→ Goal: Render the listing below as a Markdown table with two columns, n for the row number and Line for the line, skipping blank lines. Leave the picture out of the table.
** start Dataset entries **
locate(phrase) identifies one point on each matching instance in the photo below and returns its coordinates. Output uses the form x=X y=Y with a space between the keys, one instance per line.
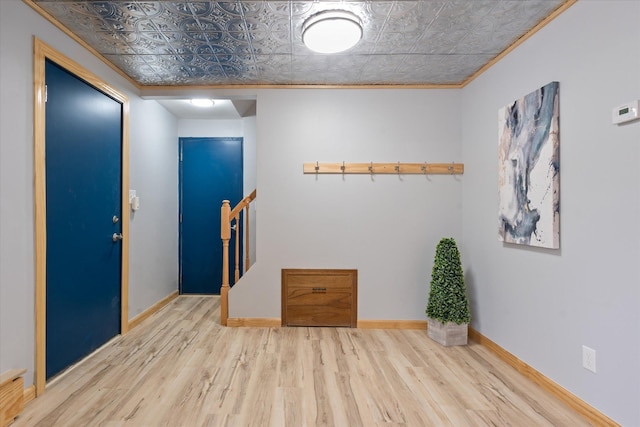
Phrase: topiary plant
x=448 y=295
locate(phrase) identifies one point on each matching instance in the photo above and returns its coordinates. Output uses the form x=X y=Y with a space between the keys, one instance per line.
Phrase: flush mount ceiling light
x=331 y=31
x=199 y=102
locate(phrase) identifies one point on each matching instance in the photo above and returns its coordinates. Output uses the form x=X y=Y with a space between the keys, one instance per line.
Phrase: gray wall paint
x=543 y=305
x=154 y=227
x=153 y=149
x=386 y=226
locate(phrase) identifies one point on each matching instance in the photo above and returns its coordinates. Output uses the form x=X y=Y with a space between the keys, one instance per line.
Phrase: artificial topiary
x=448 y=295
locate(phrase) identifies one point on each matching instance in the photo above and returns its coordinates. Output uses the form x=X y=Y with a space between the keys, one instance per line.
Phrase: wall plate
x=625 y=112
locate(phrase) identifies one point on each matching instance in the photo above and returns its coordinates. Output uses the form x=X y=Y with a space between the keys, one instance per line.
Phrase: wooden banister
x=227 y=217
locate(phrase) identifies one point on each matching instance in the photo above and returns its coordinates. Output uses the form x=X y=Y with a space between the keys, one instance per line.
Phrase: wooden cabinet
x=312 y=297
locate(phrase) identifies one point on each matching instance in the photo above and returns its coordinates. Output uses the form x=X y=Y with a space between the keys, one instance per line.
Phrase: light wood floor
x=180 y=368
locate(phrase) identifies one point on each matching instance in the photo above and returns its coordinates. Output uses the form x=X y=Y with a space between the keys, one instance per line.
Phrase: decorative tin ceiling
x=406 y=42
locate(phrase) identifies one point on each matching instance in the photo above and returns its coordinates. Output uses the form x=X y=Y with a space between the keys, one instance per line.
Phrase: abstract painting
x=529 y=170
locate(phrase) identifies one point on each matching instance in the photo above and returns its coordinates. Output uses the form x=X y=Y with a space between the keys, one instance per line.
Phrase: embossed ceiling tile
x=412 y=16
x=384 y=63
x=438 y=42
x=118 y=16
x=151 y=46
x=397 y=43
x=107 y=43
x=134 y=66
x=276 y=43
x=463 y=15
x=78 y=17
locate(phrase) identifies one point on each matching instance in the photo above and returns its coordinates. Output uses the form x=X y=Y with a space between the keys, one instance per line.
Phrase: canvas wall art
x=529 y=170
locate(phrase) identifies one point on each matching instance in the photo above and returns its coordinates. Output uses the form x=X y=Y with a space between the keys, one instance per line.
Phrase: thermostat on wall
x=625 y=112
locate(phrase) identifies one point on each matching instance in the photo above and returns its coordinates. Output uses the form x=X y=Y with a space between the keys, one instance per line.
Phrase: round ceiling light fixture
** end Dataset entries **
→ The solution:
| n | Line |
|---|---|
| 1 | locate(phrase) identifies one point on each matching instance in the photo below and returns its coordinates. Output uses the form x=X y=Y with a space between the keys, one instance per line. |
| 2 | Phrase: topiary plant |
| 3 | x=448 y=295 |
| 4 | locate(phrase) identifies one point on each matching instance in the photo above and returns its coordinates. Output uses the form x=X y=Y with a space between the keys, one instance per line. |
| 5 | Phrase: flush mount ceiling light |
| 6 | x=331 y=31 |
| 7 | x=199 y=102 |
| 8 | locate(phrase) identifies one point on each matching instance in the photo above and returns its coordinates. Output uses the form x=X y=Y with a space between the keys, one instance per line. |
| 9 | Phrase: gray wall paint |
| 10 | x=543 y=305 |
| 11 | x=154 y=227 |
| 12 | x=153 y=149 |
| 13 | x=386 y=226 |
| 14 | locate(phrase) identifies one point on each matching instance in the photo above and returns its coordinates. Output uses the form x=X y=Y with a space between the keys, one instance per line. |
| 15 | Phrase: artificial topiary |
| 16 | x=448 y=295 |
| 17 | locate(phrase) identifies one point on each matching instance in the photo above and returns its coordinates. Output uses the form x=X y=Y with a space between the keys, one instance per line. |
| 18 | Phrase: wall plate |
| 19 | x=625 y=112 |
| 20 | locate(phrase) identifies one point on each matching instance in the photo above and returns its coordinates. Output uses the form x=X y=Y with a space between the keys, one instance per line. |
| 21 | Phrase: wooden banister |
| 22 | x=227 y=217 |
| 23 | locate(phrase) identifies one point on each matching instance in the photo above and returns its coordinates. Output uses the form x=X y=Y with a space between the keys, one instance per line. |
| 24 | Phrase: wooden cabinet |
| 25 | x=312 y=297 |
| 26 | locate(phrase) identifies one point on each matching instance in the photo above and returns its coordinates. Output uses the form x=X y=Y with a space between the keys, one instance per line. |
| 27 | Phrase: light wood floor |
| 28 | x=180 y=368 |
| 29 | locate(phrase) identifies one point on each matching instance in the photo above and returns its coordinates. Output uses the form x=X y=Y with a space between the keys, one instance per line. |
| 30 | Phrase: decorative tin ceiling |
| 31 | x=406 y=42 |
| 32 | locate(phrase) identifies one point on each matching instance in the photo above and returns its coordinates. Output uses the form x=X y=Y with a space between the keys, one instance per line. |
| 33 | Phrase: abstract painting |
| 34 | x=529 y=170 |
| 35 | locate(phrase) identifies one point on each matching instance in the photo above and returns its coordinates. Output uses the form x=X y=Y with a space between the keys, one instance per line. |
| 36 | Phrase: embossed ceiling tile |
| 37 | x=412 y=16 |
| 38 | x=384 y=63 |
| 39 | x=438 y=42 |
| 40 | x=118 y=16 |
| 41 | x=151 y=46 |
| 42 | x=397 y=43 |
| 43 | x=107 y=43 |
| 44 | x=134 y=66 |
| 45 | x=276 y=43 |
| 46 | x=463 y=15 |
| 47 | x=78 y=17 |
| 48 | locate(phrase) identifies one point on each matching instance in the photo above and returns its coordinates. Output uses the form x=X y=Y with a space between the keys, one instance per line. |
| 49 | Phrase: canvas wall art |
| 50 | x=529 y=170 |
| 51 | locate(phrase) identifies one point on each matching instance in the photo above and returns its coordinates. Output uses the form x=X y=Y with a space between the keys, one instance per line. |
| 52 | Phrase: thermostat on wall |
| 53 | x=625 y=112 |
| 54 | locate(phrase) identifies one point on each matching instance in the photo above and returns its coordinates. Output uses the form x=X y=Y with a space between the keys, one instance per line. |
| 55 | Phrase: round ceiling light fixture |